[START OF Text]
The Horizon: A History of Our Infinite Longing

An attempt to write a 'great book' in the old style is ambitious but misguided, says Robert Eaglestone

July 14, 2011

What are the contemporary types of academic book? We are familiar with the detailed monograph (British Naval Shipyard Inventories 1855-1874), the best-seller (Everything You Wanted to Know about Jane Austen But Were too Afraid to Ask!) and the career-spanning magnum opus (Charles Taylor's A Secular Age lies, only three-quarters read, I'm ashamed to say, on my bedside table).

But Didier Maleuvre also remembers, and is inspired by, the stately books of a bygone age with "sonorous titles like 'Man's Place in the Cosmos'".

These books - at which, he writes, today's graduate students smirk - seem to pre-date our modern taxonomy of monograph, popular work and magnum opus, and yet somehow partake of all three. They seem to come from a different age of academic wisdom, authority and intellectual ambition. And, so inspired, Maleuvre has chosen to write a "retro" book. But I'm sad to say it is an example of why "retro" is no longer cool - if it ever was. Reading The Horizon is like going from The Wire to an episode of Dixon of Dock Green.
[END OF Text]
▶ **Set exercise a**
How would you sum up the review of The Horizon in two sentences?
[START OF Entries shown]
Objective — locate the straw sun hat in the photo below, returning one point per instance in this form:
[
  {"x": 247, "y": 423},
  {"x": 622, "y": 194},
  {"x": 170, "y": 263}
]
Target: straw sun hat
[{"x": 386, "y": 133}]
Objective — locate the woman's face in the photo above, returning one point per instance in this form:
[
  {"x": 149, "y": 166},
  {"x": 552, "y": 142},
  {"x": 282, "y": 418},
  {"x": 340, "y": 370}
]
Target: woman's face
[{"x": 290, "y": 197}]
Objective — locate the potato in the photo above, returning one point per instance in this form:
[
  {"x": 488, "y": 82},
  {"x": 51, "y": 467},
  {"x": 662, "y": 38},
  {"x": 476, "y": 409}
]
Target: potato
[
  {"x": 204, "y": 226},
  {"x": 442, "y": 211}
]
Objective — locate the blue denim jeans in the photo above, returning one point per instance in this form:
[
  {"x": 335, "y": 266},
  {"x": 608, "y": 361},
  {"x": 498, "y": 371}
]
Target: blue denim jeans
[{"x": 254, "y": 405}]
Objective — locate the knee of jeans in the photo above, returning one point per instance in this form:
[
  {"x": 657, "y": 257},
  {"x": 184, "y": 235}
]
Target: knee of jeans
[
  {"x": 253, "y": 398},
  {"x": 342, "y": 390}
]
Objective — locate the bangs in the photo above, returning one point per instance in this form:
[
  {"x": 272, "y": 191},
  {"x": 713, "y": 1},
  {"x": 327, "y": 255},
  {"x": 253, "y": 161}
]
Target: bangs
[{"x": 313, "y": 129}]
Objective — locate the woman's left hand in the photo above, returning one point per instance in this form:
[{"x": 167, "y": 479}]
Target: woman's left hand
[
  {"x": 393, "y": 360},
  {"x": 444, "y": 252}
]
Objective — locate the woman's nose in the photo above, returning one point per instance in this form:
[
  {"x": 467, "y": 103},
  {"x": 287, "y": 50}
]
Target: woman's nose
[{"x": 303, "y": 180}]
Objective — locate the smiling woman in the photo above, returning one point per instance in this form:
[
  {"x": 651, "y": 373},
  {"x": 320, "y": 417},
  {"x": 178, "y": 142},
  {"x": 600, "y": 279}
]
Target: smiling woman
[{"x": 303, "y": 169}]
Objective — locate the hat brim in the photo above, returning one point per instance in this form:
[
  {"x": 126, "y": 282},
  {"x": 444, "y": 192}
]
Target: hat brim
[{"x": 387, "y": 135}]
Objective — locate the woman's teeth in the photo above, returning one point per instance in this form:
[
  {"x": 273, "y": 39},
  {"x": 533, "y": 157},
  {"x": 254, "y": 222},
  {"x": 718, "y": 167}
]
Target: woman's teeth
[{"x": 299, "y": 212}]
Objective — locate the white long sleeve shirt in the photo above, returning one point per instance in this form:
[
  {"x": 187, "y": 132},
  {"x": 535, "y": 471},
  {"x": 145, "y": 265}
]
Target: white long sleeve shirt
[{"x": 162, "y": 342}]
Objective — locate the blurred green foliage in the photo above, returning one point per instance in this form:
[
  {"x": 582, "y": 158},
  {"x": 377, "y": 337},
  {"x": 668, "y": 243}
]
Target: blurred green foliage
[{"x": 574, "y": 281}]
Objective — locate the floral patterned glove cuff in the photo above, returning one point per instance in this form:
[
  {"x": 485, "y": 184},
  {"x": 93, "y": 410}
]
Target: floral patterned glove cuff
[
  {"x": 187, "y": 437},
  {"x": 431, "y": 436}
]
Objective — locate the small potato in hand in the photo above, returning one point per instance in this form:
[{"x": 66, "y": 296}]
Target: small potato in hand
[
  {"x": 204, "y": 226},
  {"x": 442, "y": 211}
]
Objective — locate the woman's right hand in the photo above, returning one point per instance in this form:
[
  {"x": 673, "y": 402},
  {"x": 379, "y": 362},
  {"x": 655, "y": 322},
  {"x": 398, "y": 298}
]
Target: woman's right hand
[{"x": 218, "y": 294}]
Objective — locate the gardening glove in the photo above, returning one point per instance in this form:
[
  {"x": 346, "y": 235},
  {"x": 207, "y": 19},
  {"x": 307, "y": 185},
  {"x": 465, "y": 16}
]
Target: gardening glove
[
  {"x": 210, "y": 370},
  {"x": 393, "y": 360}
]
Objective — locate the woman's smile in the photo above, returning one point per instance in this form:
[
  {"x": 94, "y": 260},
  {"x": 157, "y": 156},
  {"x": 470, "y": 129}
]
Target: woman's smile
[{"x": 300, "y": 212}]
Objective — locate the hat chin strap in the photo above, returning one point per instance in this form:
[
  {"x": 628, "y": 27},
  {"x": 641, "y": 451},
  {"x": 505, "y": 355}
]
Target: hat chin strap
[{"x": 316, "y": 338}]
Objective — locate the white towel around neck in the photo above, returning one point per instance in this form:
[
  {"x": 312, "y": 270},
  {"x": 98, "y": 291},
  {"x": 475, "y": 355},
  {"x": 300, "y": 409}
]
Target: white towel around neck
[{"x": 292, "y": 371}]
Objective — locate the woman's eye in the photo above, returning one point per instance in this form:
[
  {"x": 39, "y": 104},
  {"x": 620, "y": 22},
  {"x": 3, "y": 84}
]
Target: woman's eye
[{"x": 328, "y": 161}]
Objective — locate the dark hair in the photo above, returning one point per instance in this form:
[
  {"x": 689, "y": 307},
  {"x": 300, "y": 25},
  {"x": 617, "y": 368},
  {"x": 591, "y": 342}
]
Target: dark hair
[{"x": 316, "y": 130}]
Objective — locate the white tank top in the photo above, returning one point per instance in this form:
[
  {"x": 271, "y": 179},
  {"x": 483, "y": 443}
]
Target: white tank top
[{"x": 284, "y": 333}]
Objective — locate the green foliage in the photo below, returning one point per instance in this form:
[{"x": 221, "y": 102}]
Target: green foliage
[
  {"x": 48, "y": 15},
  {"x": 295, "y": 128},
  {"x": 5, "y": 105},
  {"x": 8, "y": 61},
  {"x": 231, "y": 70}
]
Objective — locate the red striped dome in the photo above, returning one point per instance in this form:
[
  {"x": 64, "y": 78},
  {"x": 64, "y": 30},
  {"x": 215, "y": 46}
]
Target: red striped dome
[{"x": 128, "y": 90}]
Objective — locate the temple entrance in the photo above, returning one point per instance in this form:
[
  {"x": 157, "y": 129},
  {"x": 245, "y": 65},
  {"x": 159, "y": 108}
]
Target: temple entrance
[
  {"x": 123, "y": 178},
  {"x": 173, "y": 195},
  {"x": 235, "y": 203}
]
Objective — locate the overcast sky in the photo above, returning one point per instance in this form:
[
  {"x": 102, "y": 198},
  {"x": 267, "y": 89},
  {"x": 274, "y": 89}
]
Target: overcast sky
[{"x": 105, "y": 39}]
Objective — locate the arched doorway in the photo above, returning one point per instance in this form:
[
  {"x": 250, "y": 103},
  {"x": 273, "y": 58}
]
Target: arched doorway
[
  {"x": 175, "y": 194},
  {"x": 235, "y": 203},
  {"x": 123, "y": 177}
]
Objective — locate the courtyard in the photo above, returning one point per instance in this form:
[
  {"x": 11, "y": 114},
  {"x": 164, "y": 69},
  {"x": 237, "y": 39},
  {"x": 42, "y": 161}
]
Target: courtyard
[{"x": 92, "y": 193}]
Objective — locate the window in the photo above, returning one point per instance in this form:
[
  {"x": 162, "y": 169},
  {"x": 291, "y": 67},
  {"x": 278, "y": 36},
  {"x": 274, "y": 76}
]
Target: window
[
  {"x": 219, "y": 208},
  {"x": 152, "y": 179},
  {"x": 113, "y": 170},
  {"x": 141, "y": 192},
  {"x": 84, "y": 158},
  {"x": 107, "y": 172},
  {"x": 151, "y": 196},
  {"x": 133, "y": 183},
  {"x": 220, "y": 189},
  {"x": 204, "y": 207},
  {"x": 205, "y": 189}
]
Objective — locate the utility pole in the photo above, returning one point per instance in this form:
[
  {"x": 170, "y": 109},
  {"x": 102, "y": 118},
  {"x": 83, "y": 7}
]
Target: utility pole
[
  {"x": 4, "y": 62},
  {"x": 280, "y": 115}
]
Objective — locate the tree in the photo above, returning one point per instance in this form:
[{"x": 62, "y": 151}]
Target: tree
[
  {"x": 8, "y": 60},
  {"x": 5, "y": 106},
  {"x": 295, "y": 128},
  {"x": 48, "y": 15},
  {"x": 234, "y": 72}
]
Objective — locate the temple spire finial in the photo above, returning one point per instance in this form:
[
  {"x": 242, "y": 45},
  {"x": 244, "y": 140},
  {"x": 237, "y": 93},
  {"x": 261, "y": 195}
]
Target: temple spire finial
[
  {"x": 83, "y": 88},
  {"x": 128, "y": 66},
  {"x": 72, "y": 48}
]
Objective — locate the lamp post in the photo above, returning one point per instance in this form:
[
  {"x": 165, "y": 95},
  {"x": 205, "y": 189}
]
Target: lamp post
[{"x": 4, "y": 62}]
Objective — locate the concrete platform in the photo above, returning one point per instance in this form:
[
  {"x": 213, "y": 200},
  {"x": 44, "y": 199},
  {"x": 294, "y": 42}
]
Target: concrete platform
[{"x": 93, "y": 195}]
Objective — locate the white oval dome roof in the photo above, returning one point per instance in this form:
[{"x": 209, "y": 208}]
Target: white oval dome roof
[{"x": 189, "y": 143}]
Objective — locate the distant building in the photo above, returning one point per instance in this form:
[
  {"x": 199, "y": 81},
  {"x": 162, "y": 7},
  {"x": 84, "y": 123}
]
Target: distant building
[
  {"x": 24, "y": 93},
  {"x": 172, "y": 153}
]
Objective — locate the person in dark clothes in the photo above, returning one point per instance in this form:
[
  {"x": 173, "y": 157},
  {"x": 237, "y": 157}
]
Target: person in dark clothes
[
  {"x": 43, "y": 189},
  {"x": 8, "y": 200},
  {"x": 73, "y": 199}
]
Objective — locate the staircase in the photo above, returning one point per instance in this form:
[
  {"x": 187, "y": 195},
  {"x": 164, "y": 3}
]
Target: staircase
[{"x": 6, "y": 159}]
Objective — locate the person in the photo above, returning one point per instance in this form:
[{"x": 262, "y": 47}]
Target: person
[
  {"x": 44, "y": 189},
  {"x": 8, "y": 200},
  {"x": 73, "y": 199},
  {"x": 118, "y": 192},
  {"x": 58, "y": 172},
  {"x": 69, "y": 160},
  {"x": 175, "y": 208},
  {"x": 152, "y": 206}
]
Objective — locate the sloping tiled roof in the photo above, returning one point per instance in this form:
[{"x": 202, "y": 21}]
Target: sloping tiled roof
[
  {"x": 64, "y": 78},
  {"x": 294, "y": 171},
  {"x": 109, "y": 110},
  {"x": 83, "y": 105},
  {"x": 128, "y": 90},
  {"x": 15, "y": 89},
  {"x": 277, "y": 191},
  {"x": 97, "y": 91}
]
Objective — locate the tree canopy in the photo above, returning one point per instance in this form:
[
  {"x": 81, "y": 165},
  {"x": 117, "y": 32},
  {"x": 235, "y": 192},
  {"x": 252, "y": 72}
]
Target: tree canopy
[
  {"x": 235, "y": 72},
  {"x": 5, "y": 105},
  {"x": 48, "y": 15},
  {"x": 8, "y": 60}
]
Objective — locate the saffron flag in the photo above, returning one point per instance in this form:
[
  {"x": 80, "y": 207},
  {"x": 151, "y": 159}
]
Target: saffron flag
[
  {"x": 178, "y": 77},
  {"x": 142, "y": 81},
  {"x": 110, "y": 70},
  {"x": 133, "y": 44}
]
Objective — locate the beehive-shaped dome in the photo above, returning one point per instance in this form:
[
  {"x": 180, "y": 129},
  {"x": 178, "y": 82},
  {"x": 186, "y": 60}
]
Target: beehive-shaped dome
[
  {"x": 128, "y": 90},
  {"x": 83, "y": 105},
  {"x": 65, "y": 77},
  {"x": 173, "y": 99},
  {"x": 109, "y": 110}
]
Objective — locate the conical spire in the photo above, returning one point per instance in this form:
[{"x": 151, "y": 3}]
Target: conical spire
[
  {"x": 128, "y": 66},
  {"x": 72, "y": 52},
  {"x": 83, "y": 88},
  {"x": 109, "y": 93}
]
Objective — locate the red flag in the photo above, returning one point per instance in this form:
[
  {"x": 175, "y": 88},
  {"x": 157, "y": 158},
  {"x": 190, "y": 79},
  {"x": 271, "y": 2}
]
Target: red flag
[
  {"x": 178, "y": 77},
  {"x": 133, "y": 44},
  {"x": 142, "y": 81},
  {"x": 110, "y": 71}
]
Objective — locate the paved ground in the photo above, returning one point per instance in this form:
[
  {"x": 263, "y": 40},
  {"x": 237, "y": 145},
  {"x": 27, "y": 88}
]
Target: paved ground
[END OF Entries shown]
▶ **Set exercise b**
Which lines of the records contain the word "glove"? Copy each of them.

▶ **Task solution a**
Didier Maleuvre, inspired by the stately academic books of a bygone age, has chosen to write The Horizon as a "retro" book. Robert Eaglestone judges this attempt to write a 'great book' in the old style ambitious but misguided, calling it an example of why "retro" is no longer cool.

▶ **Task solution b**
Objective — locate the floral patterned glove cuff in the photo above, returning one point per instance in this form:
Target: floral patterned glove cuff
Objective — locate the gardening glove in the photo above, returning one point per instance in this form:
Target: gardening glove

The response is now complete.